§ **Do this**: In the data that follows, find the line containing "Find the bowl rim"; then quote that line and every line after it, exactly, through the last one.

(Excerpts from point annotation data)

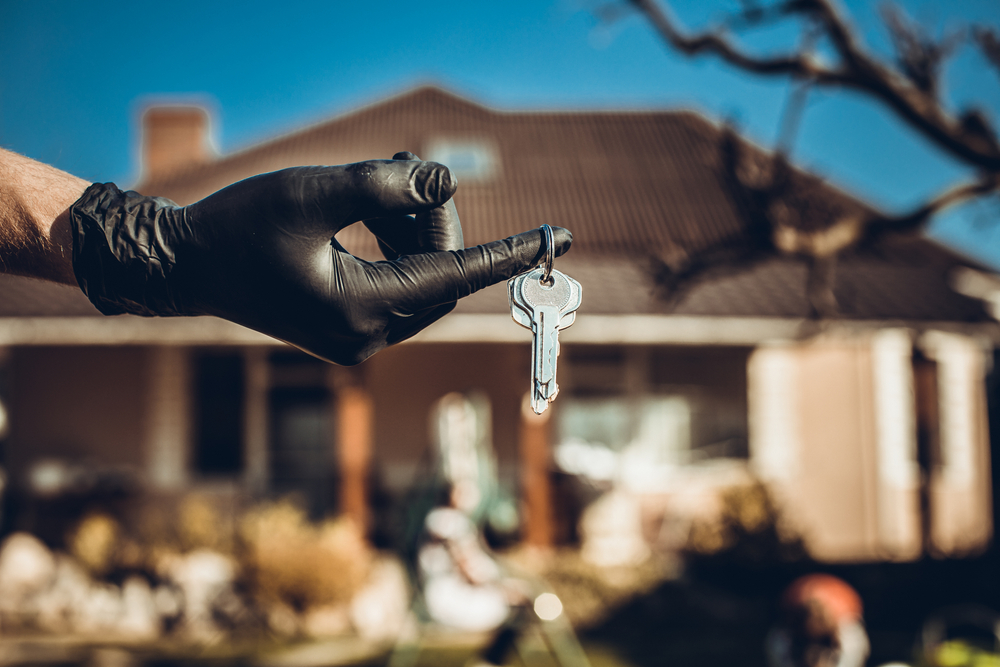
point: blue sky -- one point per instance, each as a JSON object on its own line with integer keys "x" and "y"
{"x": 74, "y": 76}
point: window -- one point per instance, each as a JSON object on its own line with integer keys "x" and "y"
{"x": 636, "y": 414}
{"x": 469, "y": 159}
{"x": 219, "y": 388}
{"x": 302, "y": 446}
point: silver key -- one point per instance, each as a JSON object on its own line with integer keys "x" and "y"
{"x": 545, "y": 308}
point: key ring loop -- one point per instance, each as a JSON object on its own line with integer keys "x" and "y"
{"x": 550, "y": 255}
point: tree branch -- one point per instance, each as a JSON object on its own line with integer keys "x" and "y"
{"x": 975, "y": 144}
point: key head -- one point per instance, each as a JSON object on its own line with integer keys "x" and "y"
{"x": 537, "y": 294}
{"x": 519, "y": 310}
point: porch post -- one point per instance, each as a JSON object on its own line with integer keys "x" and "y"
{"x": 255, "y": 420}
{"x": 168, "y": 423}
{"x": 355, "y": 432}
{"x": 536, "y": 489}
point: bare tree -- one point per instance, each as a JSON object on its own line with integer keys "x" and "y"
{"x": 784, "y": 206}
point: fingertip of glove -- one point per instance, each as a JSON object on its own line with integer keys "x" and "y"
{"x": 436, "y": 182}
{"x": 562, "y": 239}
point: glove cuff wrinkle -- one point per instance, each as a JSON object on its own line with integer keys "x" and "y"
{"x": 121, "y": 258}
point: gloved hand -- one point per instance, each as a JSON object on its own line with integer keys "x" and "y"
{"x": 261, "y": 253}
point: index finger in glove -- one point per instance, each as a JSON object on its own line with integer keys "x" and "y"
{"x": 436, "y": 229}
{"x": 415, "y": 282}
{"x": 380, "y": 188}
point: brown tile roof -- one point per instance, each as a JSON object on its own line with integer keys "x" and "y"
{"x": 626, "y": 183}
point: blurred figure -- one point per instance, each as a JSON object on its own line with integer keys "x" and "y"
{"x": 463, "y": 585}
{"x": 821, "y": 625}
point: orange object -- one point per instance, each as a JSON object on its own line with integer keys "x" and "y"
{"x": 835, "y": 596}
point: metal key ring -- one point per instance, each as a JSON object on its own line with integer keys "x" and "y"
{"x": 550, "y": 255}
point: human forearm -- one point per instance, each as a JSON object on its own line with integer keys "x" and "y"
{"x": 35, "y": 238}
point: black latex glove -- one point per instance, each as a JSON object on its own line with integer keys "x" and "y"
{"x": 261, "y": 253}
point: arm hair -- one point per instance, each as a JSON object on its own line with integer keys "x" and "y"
{"x": 35, "y": 238}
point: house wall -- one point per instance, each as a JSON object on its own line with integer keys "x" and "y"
{"x": 79, "y": 403}
{"x": 833, "y": 432}
{"x": 960, "y": 500}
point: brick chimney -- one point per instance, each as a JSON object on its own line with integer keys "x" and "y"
{"x": 173, "y": 137}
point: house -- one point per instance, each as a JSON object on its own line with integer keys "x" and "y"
{"x": 870, "y": 429}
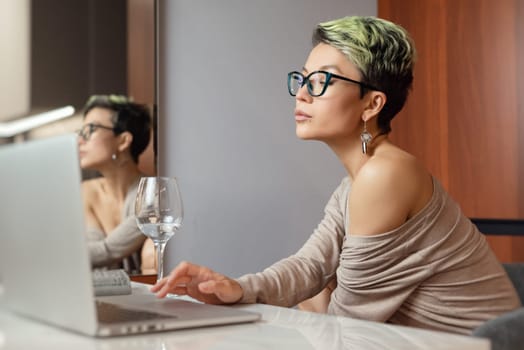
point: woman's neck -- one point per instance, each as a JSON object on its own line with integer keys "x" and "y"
{"x": 351, "y": 156}
{"x": 118, "y": 180}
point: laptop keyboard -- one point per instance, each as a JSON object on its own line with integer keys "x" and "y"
{"x": 111, "y": 313}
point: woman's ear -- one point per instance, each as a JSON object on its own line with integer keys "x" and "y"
{"x": 125, "y": 140}
{"x": 376, "y": 102}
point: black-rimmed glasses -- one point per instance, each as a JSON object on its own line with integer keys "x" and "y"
{"x": 87, "y": 130}
{"x": 316, "y": 82}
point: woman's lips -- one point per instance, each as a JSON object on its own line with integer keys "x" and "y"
{"x": 301, "y": 116}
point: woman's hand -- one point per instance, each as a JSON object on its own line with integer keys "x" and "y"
{"x": 200, "y": 283}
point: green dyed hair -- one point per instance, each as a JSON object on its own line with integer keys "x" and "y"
{"x": 382, "y": 51}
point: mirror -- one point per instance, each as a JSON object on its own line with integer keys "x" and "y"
{"x": 68, "y": 50}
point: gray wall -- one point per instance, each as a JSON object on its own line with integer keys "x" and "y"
{"x": 253, "y": 192}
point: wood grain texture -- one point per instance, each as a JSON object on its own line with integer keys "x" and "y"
{"x": 465, "y": 117}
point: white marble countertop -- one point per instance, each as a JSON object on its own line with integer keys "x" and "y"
{"x": 280, "y": 328}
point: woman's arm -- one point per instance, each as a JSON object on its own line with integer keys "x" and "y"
{"x": 285, "y": 283}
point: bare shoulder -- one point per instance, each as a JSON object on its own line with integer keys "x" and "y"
{"x": 91, "y": 190}
{"x": 391, "y": 187}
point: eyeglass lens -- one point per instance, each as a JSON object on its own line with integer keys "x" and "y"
{"x": 316, "y": 83}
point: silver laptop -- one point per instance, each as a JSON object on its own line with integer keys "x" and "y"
{"x": 44, "y": 264}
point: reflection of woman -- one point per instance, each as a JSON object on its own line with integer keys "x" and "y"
{"x": 399, "y": 247}
{"x": 114, "y": 133}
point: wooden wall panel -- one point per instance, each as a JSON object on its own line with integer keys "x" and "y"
{"x": 141, "y": 68}
{"x": 465, "y": 117}
{"x": 482, "y": 107}
{"x": 421, "y": 127}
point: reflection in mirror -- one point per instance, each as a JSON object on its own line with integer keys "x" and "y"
{"x": 66, "y": 51}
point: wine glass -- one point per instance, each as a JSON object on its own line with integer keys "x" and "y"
{"x": 159, "y": 212}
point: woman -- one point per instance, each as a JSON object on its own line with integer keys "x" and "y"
{"x": 398, "y": 247}
{"x": 114, "y": 133}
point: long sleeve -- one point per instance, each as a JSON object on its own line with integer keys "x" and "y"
{"x": 305, "y": 273}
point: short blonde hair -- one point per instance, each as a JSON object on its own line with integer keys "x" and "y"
{"x": 382, "y": 51}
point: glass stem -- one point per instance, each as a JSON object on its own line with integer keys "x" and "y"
{"x": 160, "y": 247}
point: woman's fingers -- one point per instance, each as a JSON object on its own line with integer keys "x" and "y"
{"x": 226, "y": 290}
{"x": 200, "y": 283}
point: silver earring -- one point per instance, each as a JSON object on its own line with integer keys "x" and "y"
{"x": 365, "y": 137}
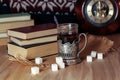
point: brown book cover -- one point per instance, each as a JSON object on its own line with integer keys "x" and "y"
{"x": 23, "y": 42}
{"x": 15, "y": 24}
{"x": 33, "y": 32}
{"x": 33, "y": 51}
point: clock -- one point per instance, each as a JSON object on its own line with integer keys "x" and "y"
{"x": 98, "y": 16}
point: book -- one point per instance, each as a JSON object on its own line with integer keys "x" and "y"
{"x": 4, "y": 41}
{"x": 14, "y": 17}
{"x": 3, "y": 35}
{"x": 23, "y": 42}
{"x": 32, "y": 51}
{"x": 33, "y": 32}
{"x": 15, "y": 24}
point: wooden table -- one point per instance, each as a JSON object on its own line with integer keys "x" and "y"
{"x": 106, "y": 69}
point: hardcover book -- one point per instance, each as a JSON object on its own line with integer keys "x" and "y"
{"x": 32, "y": 51}
{"x": 15, "y": 24}
{"x": 33, "y": 32}
{"x": 23, "y": 42}
{"x": 4, "y": 41}
{"x": 14, "y": 17}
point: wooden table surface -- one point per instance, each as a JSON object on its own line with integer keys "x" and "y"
{"x": 106, "y": 69}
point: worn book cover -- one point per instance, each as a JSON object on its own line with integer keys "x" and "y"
{"x": 23, "y": 42}
{"x": 15, "y": 24}
{"x": 33, "y": 32}
{"x": 32, "y": 51}
{"x": 14, "y": 17}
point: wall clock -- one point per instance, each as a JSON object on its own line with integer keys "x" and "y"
{"x": 98, "y": 16}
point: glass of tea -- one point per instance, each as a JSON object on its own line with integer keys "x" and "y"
{"x": 69, "y": 41}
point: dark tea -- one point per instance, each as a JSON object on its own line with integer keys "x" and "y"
{"x": 68, "y": 42}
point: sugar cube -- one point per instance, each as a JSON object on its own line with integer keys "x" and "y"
{"x": 93, "y": 54}
{"x": 38, "y": 60}
{"x": 59, "y": 60}
{"x": 35, "y": 70}
{"x": 54, "y": 67}
{"x": 100, "y": 56}
{"x": 89, "y": 58}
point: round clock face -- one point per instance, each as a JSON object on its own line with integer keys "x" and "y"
{"x": 100, "y": 12}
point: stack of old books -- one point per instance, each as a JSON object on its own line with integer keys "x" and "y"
{"x": 33, "y": 41}
{"x": 10, "y": 21}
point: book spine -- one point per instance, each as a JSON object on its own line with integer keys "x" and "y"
{"x": 14, "y": 17}
{"x": 33, "y": 52}
{"x": 15, "y": 24}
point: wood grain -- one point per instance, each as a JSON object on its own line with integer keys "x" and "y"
{"x": 106, "y": 69}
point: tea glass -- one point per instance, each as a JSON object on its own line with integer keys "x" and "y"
{"x": 68, "y": 43}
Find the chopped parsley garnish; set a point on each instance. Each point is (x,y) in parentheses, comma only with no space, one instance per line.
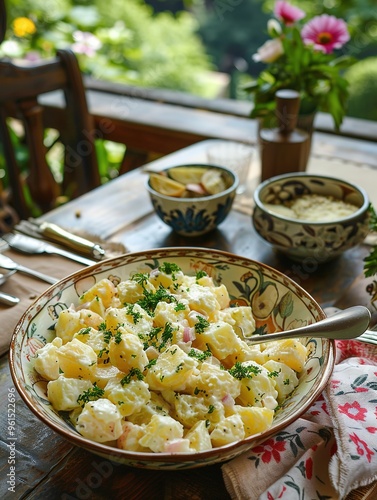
(132,374)
(200,355)
(240,371)
(107,336)
(200,274)
(118,337)
(136,315)
(169,268)
(201,325)
(85,331)
(91,394)
(179,307)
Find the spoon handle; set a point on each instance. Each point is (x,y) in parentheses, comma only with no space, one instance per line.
(347,324)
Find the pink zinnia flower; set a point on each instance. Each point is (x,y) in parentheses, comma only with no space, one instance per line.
(288,13)
(326,33)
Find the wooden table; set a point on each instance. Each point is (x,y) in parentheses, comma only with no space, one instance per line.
(49,467)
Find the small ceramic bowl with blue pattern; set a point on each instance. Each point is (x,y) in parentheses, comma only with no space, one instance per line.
(312,218)
(193,199)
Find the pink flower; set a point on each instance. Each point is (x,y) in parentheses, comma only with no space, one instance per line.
(270,450)
(354,411)
(326,33)
(269,51)
(288,13)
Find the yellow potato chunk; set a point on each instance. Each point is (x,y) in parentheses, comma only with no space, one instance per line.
(229,430)
(220,338)
(199,437)
(213,381)
(136,321)
(289,351)
(285,378)
(255,419)
(159,432)
(64,392)
(129,440)
(171,370)
(47,361)
(100,421)
(155,406)
(126,352)
(128,397)
(104,290)
(77,360)
(130,291)
(257,387)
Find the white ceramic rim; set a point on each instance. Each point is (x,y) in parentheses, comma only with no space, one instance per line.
(204,458)
(272,180)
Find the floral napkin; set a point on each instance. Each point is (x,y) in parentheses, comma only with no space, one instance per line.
(328,452)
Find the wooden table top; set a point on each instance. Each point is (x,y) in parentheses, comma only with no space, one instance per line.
(49,467)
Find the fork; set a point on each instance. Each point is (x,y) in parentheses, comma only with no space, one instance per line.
(8,263)
(368,337)
(29,245)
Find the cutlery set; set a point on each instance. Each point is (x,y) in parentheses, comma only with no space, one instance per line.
(33,242)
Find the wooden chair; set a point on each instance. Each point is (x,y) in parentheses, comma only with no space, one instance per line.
(20,89)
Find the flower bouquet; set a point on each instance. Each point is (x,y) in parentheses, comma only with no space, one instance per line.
(300,56)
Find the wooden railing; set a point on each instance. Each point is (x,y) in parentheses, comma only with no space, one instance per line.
(155,122)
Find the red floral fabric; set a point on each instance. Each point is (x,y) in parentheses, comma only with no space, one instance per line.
(330,450)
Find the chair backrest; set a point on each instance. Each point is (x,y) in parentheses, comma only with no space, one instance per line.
(20,89)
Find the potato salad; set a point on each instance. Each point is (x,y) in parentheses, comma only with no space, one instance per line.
(161,363)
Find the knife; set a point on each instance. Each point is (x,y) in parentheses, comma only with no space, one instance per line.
(57,234)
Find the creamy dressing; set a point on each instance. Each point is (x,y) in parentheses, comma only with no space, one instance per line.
(314,208)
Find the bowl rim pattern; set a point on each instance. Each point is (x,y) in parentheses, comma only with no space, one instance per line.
(232,188)
(304,175)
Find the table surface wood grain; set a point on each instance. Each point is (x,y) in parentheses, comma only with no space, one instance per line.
(48,466)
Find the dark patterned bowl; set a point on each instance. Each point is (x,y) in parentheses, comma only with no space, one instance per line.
(277,302)
(195,216)
(300,239)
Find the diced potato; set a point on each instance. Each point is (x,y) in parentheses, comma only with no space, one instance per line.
(129,440)
(71,321)
(139,322)
(229,430)
(241,318)
(155,406)
(189,409)
(64,392)
(285,378)
(77,360)
(47,361)
(257,387)
(255,419)
(213,381)
(126,352)
(159,432)
(289,351)
(104,290)
(128,397)
(171,370)
(220,338)
(100,421)
(130,291)
(199,437)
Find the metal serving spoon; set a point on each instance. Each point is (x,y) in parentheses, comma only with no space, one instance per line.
(7,298)
(347,324)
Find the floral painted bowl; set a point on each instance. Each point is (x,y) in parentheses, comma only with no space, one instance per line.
(300,239)
(195,216)
(277,302)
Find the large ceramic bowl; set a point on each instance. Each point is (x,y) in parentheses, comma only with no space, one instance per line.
(277,301)
(319,241)
(195,216)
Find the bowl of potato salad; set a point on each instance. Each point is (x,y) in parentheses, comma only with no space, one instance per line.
(148,358)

§ **Answer to this problem**:
Find the bowl rim pattern; set a point on each instance. Each point is (x,y) in parentheses, comma only with no space, one instance per line.
(232,188)
(304,175)
Find the table surface wood grain; set a point on each instance. Each point is (x,y) in parentheses, comma only with no space, one instance per line.
(48,466)
Find the dark patterned bowl; set a point on each instance. Each point is (x,y) in parentheses, comma only with no space, one instance per line.
(277,302)
(195,216)
(300,239)
Find the diced potato; set a point on each instance. Each point is (x,y) in parentheses, comma only with no space, one instance per line.
(129,440)
(71,321)
(139,322)
(229,430)
(241,318)
(155,406)
(189,409)
(64,392)
(285,378)
(77,360)
(47,361)
(257,387)
(255,419)
(213,381)
(126,352)
(159,432)
(289,351)
(104,290)
(128,397)
(171,370)
(220,338)
(100,421)
(130,291)
(199,437)
Find the metal serving spoon; set a point on each instance. Each point is (x,y) in parentheses, comma only with no space, one instance per line.
(7,298)
(347,324)
Find the floral painted bowl; set a point on each instance. Each point is (x,y) in parentheses, comma only with no space, one instance per line.
(300,239)
(195,216)
(277,302)
Find the large ceramic bowl; set a point on each instance. Each point is (x,y) in parentheses, comma only with no space, one instance per line.
(277,301)
(319,241)
(195,216)
Find the bowl of potato salad; set a point on each instance. Each point is (x,y) in parentheses, comma only with no space, one instance per line.
(148,358)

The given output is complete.